At the time this seemed like a rip-off. Avid fans who read every new book as they're published will have seen these before and although the pictures are rather lovely, there'll be some kids or their parents who will have paid £7.99 for second hand material and what amounted to adverts for other books and even if they wouldn't have otherwise noticed, the adverts for those publications at the end of each story would have indicated such.
After years and years of brilliant or at least unusual Christmas treats going into 2020, buyers of the annuals were handed something which had been re-gifted, shameless reprints from earlier sources and that's continued. To be fair the Amazon and Good Reads pages for the book suggest that people were happy enough with their purchase with a fair few five-stars around. But actual reviews often note that these stories are reprints and isn't it a shame?
The 2021 annual was a slight improvement. The synopses within the episode guide are written as first person diary entries by the Doctor and the fam and at the end there's a section which ties in to the next year's Time Lord Victorious event, with River Song in her Melody Malone alter ego introducing the various characters and races who'd be appearing. This is all new material even if it isn't a story exactly, more like another advert for all the other product.
But then the only fiction in the 2022 is a four page retelling in photo comic format of the first episode of the Daleks! animated story which was the Doctor Who YouTube channel's contribution to Time Lord Victorious, ending on a cliffhanger and a suggesting that readers should go there to see the conclusion. Another reprint of existing material in a slightly different form. Screenshotting the thing and adding speech bubbles is a technical and design achievement, but what's it for?

Description of the task >>
Carry on the commentary about the Doctor Who annuals from its last sentence.

Rows >>
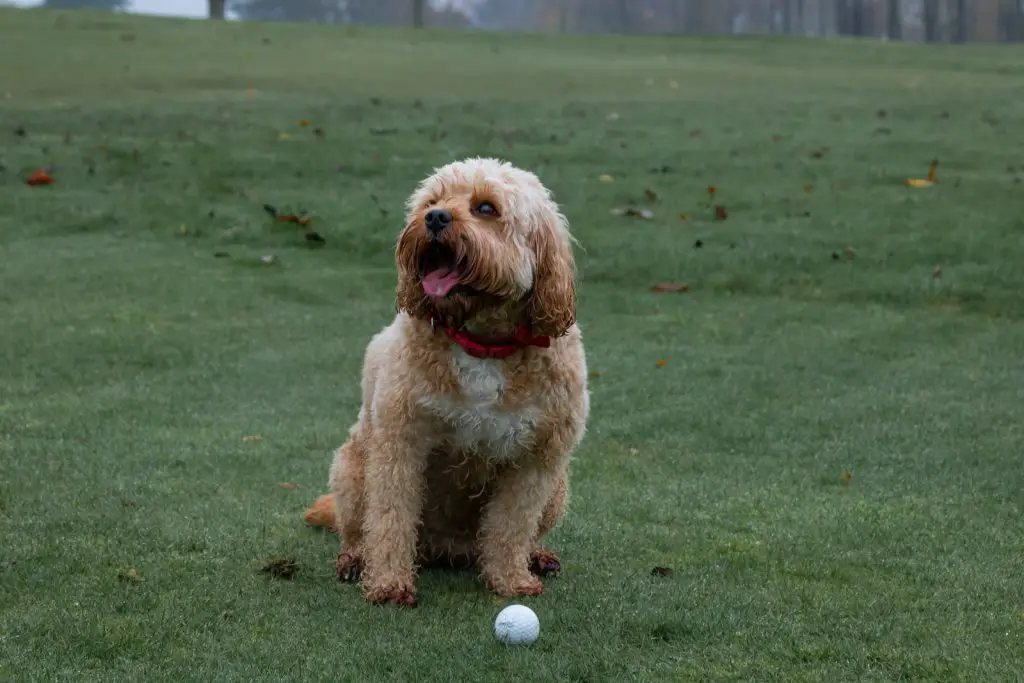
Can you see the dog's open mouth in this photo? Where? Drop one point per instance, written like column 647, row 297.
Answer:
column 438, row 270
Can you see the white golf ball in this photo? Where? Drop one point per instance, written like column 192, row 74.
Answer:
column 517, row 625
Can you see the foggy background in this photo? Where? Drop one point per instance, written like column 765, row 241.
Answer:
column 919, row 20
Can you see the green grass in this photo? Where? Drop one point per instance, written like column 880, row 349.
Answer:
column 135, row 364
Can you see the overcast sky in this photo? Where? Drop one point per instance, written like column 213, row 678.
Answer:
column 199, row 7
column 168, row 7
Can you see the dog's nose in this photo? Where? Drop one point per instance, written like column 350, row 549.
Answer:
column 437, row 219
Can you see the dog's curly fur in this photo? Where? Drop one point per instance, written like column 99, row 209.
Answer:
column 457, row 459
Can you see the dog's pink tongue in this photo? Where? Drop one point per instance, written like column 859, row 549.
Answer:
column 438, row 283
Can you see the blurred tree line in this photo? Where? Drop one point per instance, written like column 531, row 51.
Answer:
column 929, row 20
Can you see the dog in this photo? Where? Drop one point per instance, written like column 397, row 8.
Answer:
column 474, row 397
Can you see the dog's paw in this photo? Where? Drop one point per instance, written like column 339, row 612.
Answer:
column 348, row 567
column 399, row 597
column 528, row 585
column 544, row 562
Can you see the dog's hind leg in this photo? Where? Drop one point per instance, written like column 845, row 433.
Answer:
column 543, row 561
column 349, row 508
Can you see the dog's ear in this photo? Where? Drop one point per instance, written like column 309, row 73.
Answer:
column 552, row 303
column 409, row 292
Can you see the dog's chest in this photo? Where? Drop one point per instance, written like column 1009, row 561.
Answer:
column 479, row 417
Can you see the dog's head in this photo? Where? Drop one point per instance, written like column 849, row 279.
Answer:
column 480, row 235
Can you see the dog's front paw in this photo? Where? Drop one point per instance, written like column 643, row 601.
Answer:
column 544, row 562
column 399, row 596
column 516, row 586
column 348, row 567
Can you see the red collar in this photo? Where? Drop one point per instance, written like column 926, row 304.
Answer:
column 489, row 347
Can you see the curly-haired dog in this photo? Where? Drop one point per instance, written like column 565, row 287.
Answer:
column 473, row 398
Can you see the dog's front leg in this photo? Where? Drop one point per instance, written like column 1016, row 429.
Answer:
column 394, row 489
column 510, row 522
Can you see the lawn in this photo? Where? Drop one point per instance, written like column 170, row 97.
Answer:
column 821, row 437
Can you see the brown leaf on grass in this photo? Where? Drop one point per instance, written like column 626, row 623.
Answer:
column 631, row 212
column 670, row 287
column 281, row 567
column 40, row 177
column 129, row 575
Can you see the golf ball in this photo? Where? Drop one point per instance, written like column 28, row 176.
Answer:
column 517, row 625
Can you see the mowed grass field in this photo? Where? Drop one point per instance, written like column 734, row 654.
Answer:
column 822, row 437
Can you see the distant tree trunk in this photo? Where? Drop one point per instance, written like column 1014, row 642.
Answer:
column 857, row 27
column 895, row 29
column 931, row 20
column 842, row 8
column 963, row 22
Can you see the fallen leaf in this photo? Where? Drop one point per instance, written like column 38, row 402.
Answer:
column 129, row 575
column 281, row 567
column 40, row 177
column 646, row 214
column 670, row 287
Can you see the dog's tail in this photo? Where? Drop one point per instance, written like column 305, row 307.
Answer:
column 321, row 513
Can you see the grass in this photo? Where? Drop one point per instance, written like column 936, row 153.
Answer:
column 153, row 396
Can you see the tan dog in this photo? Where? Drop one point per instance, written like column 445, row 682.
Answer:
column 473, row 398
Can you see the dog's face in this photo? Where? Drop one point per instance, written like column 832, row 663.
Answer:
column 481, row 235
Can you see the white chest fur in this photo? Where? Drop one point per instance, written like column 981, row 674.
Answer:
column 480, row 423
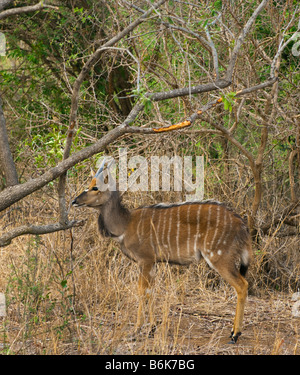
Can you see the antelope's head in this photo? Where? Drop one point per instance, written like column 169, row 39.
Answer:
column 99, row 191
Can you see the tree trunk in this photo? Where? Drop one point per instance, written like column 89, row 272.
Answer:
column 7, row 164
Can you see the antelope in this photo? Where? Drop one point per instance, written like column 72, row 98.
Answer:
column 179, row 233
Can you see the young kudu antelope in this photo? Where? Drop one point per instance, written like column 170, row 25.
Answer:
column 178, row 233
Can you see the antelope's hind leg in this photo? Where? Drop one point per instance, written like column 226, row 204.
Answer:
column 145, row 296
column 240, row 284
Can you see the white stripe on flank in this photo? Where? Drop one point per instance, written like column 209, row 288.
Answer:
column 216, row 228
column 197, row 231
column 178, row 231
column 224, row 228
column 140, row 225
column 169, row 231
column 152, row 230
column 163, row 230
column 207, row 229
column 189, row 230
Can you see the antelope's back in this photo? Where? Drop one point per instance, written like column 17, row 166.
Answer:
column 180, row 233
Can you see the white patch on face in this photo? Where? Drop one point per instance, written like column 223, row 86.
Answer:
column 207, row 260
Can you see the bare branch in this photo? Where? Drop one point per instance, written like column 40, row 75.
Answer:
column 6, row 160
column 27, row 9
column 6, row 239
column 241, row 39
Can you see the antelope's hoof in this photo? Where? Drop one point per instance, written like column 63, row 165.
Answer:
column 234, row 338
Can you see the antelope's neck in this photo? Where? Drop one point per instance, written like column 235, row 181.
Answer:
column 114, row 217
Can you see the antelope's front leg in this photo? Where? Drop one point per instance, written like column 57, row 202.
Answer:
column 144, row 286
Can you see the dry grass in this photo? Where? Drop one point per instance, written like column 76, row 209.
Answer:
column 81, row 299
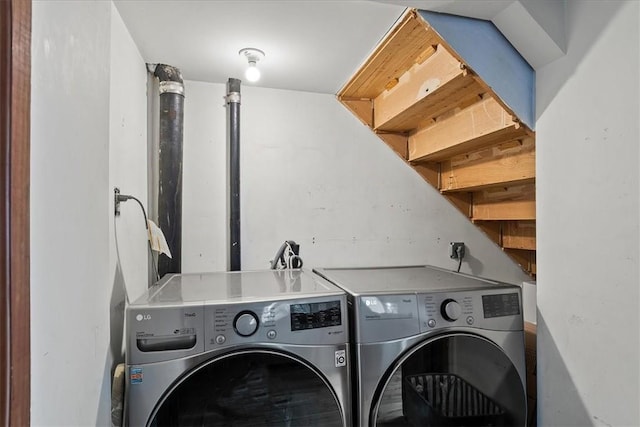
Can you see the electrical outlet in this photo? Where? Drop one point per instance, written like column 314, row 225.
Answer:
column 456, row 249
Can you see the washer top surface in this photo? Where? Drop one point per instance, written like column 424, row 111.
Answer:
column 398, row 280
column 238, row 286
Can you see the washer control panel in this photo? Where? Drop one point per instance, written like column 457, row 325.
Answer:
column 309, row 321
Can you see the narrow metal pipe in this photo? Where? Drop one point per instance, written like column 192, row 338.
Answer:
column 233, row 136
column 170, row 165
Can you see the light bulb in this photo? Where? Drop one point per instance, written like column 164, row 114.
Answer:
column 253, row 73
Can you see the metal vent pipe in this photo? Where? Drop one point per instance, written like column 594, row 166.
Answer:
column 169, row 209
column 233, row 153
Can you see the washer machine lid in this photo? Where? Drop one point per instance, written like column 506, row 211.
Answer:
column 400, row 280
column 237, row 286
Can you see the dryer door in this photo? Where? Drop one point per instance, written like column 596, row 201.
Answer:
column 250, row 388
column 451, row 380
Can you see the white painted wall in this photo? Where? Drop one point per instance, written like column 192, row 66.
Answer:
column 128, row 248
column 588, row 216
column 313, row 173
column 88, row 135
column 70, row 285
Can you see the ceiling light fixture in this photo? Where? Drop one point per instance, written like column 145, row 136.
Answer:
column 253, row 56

Answer for the task >>
Fair play to the Official 60th Anniversary Annual 2023, which includes a blisteringly fun (almost) complete history of the Doctor written from the thirteenth Doctor's POV, wittily recapping some of the show's madness over the years, suggesting that Sixy did indeed regenerate after falling off his exercise bike and under the subheading "the wilderness years" noting in the wake of Seventh:
"everything went a bit quiet for a while. There are no visual records of any of my adventures for a long time - although there are written archives."
There certainly are kids, a whole era of adventures, "Too Broad and Deep for the Small Screen" and in some case too pornographic, but I digress.
Except the centrepiece of the book, at a moment which should be celebrating Jodie Whittaker's final year in the role and looking ahead to the future of the series, is "Clara Oswald and the Enchanted Forest" by Jasbinder Bilan featuring a character which hadn't been in the show for over five years which at the end we discover is pre-print from the Origin Stories anthology.
Which means since the comic strips in the 2019 edition, the hasn't been any original fiction exclusive to the Doctor Who Annual and in some cases, it's entirely possible that someone could receive books containing the same stories on Christmas Day which I'm sorry to say is a rip-off by the publisher, Penguin Random House UK, that otherwise has a sparkling track record in new Doctor Who fiction, from their new TARGET novelisations to the aforementioned anthologies. Serious, they're otherwise brilliant.
What editorial decisions have led to this shift? If it's budgetary, it's hard to see why they can't justify commissioning a writer or two to create new stories on top of the sterling design work, for what is sure to be one of their biggest sellers of the year at £9.99 a pop even if the paper and printing does cost more these days. If it's because of a crush on deadlines, plan earlier. If it's creative, a way of offering a shop window for other publications which might not have the same cache, well, that's just cynical.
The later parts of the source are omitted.